Prompt:
Collect each line of the records containing the string "below".

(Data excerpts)
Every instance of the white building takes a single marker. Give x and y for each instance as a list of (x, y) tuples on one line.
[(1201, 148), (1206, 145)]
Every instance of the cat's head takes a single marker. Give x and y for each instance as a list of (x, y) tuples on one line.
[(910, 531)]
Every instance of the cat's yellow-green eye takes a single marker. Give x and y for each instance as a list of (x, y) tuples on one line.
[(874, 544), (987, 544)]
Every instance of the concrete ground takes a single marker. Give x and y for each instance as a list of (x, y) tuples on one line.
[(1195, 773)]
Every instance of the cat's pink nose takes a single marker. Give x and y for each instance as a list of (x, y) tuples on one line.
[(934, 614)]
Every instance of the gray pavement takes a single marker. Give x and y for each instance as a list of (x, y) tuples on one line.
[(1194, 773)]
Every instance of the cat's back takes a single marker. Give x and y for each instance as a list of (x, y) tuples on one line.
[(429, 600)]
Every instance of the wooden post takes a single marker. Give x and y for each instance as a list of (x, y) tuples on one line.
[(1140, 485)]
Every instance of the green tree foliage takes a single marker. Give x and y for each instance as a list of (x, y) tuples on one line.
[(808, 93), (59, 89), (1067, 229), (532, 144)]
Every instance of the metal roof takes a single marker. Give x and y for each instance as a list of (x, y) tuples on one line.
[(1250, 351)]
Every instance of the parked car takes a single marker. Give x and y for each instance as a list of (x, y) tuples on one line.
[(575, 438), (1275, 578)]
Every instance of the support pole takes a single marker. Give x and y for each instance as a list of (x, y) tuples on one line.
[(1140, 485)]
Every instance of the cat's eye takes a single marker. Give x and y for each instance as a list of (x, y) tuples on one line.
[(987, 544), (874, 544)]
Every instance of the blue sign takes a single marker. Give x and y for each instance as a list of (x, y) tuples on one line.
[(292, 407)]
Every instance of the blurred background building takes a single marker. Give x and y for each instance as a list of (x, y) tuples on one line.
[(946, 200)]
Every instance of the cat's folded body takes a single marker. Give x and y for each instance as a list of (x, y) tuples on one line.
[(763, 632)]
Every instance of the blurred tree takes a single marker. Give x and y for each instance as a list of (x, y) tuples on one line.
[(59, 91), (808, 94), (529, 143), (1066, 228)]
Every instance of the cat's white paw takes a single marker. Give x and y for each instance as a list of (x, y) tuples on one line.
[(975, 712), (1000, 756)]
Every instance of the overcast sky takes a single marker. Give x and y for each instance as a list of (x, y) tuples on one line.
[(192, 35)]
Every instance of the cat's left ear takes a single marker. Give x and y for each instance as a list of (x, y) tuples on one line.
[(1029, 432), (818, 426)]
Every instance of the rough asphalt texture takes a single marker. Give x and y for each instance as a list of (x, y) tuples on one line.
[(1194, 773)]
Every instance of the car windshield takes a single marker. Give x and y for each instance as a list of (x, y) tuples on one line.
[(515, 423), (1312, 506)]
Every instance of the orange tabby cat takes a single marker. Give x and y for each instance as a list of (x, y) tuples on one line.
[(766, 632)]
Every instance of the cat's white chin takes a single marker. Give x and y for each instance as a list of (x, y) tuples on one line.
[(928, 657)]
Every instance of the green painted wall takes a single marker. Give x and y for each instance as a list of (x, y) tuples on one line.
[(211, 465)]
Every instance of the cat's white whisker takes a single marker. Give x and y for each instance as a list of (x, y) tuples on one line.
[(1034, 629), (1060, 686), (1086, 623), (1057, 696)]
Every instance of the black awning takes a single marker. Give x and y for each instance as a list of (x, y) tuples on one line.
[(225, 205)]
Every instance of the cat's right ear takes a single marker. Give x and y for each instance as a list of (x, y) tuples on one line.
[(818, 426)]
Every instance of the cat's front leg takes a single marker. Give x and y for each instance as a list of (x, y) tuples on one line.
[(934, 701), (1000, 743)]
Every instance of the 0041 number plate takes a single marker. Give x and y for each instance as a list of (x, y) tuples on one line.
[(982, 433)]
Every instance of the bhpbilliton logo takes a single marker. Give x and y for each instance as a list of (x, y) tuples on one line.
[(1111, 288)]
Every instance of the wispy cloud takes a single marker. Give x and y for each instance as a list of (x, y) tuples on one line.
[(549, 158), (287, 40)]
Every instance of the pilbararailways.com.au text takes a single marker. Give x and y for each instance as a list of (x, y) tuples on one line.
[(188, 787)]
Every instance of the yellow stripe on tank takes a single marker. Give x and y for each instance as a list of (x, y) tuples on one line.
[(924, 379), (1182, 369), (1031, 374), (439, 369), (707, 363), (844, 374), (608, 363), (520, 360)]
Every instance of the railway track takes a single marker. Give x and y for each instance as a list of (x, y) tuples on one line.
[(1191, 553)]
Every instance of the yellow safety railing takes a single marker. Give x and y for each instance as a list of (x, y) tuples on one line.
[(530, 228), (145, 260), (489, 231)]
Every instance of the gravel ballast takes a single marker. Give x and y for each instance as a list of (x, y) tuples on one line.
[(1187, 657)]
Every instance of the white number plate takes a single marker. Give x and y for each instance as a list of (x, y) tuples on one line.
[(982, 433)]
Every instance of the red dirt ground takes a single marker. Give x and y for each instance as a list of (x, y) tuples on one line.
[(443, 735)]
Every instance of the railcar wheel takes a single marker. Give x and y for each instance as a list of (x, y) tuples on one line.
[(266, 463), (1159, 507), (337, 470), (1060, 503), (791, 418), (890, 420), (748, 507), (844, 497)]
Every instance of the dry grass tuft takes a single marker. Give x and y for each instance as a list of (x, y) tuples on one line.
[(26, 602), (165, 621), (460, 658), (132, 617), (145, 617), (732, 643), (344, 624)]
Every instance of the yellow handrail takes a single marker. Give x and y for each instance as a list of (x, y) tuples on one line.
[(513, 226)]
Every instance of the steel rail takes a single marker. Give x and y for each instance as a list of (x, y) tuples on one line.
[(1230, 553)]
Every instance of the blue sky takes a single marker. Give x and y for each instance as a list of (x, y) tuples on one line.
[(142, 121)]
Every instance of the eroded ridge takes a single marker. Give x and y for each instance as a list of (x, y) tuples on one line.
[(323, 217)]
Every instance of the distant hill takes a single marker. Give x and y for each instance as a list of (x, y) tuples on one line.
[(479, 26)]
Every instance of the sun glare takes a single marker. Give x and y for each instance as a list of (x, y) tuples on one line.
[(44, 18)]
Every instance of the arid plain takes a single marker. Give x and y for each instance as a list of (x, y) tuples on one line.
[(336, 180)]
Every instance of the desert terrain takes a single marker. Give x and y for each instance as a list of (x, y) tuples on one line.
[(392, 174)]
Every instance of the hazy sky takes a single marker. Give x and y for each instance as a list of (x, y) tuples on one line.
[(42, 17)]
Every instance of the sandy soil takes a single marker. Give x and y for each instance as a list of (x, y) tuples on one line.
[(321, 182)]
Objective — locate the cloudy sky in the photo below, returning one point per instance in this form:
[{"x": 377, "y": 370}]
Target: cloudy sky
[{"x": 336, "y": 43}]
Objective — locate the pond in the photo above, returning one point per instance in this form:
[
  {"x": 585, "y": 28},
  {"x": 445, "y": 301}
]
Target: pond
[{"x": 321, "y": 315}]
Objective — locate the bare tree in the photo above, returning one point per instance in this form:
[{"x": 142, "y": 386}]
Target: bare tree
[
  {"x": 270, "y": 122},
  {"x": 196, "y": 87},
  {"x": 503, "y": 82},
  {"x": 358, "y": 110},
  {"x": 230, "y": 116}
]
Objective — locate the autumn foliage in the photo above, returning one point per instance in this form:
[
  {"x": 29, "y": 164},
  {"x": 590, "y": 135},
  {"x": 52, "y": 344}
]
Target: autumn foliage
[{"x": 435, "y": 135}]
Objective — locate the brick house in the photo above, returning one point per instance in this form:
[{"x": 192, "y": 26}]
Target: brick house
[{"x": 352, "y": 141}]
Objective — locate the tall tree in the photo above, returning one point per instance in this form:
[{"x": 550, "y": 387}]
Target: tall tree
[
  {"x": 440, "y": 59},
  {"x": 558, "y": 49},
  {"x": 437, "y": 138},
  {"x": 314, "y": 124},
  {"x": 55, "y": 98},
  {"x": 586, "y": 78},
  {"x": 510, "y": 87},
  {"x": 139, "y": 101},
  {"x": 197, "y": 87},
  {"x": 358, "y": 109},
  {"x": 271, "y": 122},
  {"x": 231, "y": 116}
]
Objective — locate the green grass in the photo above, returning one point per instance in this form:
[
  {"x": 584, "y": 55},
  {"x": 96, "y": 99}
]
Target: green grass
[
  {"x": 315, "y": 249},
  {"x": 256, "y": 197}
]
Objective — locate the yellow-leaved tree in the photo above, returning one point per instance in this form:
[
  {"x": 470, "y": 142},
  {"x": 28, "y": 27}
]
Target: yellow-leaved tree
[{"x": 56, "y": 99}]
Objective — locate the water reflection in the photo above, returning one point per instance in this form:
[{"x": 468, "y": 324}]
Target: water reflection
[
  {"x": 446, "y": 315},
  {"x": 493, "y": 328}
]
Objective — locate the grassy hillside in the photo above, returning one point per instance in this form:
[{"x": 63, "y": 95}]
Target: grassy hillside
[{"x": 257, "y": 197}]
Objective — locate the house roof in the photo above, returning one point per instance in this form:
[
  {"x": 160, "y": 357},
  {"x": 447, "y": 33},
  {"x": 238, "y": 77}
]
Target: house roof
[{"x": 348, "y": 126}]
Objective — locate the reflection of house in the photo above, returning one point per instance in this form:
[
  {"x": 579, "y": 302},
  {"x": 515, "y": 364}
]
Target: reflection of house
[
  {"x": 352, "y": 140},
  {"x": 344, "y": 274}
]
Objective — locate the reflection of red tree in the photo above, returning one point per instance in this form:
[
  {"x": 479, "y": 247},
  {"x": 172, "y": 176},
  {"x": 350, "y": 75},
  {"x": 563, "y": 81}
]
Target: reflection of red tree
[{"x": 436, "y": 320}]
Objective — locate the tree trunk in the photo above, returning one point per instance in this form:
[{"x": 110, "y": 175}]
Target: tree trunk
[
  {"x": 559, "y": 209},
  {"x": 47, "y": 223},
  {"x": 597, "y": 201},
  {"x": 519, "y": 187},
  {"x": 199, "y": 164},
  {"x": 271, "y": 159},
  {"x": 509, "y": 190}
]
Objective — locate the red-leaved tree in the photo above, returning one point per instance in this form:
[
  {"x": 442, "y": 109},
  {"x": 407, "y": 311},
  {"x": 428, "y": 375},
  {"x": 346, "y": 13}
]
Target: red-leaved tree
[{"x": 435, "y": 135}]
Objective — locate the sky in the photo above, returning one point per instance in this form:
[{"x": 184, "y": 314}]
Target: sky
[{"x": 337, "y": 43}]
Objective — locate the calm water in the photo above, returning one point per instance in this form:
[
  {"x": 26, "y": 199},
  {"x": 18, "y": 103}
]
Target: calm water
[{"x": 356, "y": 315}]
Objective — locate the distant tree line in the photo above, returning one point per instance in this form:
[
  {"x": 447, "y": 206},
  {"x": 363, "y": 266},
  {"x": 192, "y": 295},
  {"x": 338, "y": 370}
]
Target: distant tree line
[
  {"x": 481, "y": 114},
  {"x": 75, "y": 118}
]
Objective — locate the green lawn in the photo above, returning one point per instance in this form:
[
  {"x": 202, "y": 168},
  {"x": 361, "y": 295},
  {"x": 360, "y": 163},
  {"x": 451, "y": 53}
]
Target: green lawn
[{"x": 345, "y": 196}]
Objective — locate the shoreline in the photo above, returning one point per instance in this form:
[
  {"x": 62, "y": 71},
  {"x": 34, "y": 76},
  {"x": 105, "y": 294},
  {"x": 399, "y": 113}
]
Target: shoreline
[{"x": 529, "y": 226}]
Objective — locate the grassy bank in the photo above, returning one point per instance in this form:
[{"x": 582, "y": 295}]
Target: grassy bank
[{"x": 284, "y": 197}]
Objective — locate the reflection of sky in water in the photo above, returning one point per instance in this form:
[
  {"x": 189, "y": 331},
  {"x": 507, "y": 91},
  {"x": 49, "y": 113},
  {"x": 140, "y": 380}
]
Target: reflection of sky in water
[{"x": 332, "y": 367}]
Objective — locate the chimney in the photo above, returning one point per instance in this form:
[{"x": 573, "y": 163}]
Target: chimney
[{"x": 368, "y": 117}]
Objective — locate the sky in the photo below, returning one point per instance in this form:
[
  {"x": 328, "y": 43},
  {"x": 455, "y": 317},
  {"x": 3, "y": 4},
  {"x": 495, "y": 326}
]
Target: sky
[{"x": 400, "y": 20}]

Exercise result:
Objective — locate the cloudy sky in the photo below, returning one point per instance in this form:
Objective — locate the sky in the photo below, returning one point per instance in this form:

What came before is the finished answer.